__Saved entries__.
+ + + + +

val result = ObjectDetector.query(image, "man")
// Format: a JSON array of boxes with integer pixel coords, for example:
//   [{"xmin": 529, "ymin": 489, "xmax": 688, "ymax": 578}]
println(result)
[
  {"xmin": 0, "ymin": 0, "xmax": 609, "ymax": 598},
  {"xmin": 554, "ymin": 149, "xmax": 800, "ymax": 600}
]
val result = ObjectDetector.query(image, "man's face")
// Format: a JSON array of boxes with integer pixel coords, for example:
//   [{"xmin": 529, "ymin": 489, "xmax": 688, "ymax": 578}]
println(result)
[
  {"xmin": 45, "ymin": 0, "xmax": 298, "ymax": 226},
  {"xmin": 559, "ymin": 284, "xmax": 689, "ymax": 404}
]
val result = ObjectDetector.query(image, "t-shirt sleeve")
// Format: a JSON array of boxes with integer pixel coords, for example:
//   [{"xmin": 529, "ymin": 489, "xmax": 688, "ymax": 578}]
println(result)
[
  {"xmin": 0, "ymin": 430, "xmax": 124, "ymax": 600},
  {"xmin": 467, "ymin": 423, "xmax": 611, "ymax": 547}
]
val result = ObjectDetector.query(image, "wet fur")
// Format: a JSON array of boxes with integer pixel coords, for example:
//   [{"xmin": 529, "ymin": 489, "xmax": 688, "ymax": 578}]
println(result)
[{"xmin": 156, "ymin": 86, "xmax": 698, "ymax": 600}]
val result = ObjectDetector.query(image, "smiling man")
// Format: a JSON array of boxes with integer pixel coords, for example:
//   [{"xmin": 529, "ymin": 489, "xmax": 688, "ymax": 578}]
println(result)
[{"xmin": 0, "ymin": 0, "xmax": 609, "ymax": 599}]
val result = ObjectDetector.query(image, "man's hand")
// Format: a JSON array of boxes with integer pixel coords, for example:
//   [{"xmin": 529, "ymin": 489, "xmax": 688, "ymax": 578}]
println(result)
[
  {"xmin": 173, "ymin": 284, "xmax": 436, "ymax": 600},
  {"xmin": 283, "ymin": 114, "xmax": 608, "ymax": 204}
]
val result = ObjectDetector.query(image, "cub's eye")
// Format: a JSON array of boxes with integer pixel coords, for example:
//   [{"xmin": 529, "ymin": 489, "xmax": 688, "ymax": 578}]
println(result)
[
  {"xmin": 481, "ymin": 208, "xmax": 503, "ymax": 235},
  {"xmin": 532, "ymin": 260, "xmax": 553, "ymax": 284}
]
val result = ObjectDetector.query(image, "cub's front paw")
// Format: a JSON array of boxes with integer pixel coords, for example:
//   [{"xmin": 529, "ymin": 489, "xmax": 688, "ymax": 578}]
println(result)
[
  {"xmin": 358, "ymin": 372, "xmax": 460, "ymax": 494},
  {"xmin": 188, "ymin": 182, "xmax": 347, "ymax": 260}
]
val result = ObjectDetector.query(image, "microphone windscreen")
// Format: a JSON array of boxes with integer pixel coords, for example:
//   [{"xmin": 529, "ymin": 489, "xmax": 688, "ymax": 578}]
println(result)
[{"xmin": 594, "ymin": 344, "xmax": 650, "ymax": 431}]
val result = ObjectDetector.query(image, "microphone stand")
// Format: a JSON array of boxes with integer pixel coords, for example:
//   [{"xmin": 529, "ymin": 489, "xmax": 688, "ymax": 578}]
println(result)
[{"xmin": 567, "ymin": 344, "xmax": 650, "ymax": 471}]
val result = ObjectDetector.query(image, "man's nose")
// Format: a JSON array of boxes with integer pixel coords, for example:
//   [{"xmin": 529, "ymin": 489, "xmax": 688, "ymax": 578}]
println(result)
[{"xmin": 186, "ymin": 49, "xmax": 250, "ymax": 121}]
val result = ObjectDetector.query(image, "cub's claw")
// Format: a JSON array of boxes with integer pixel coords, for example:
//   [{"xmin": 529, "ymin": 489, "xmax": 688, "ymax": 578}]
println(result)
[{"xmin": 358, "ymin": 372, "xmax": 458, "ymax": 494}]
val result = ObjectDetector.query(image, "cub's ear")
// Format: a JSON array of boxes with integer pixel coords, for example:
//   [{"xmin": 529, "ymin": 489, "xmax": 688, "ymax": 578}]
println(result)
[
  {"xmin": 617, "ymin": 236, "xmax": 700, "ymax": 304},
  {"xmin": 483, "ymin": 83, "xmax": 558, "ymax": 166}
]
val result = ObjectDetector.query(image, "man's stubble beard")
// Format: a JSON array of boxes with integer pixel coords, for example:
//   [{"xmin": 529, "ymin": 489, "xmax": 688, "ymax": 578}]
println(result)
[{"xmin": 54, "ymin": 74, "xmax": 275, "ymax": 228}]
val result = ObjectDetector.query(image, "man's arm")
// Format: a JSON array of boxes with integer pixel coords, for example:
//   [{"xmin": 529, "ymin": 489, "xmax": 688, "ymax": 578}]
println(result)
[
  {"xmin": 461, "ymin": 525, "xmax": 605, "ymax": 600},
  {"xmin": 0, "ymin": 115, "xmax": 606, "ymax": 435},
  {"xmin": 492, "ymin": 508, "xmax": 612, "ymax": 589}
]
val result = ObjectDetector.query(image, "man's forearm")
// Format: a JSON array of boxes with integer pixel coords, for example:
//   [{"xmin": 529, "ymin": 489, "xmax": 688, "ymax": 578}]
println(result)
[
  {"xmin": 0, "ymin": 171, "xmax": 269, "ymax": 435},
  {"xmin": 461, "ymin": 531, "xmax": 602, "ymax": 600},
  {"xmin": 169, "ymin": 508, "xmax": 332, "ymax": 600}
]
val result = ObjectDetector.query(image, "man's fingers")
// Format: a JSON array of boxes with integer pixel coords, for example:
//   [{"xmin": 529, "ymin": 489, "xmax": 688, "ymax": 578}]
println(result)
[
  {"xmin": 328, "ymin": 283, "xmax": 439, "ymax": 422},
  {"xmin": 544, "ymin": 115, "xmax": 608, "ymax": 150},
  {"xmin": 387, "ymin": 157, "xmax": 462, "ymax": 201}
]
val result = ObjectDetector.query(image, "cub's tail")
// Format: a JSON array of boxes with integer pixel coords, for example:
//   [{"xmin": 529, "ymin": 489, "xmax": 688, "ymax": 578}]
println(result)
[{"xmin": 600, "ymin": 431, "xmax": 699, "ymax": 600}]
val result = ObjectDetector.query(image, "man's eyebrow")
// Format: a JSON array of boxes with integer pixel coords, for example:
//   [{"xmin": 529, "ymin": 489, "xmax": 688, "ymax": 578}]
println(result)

+ + + + +

__GOAL OF THE EXERCISE__. Identify every line in the data above that contains the string "microphone", and copy each of those lines in full. The match is case-sensitive.

__EXPECTED OUTPUT__.
val result = ObjectDetector.query(image, "microphone windscreen")
val result = ObjectDetector.query(image, "microphone stand")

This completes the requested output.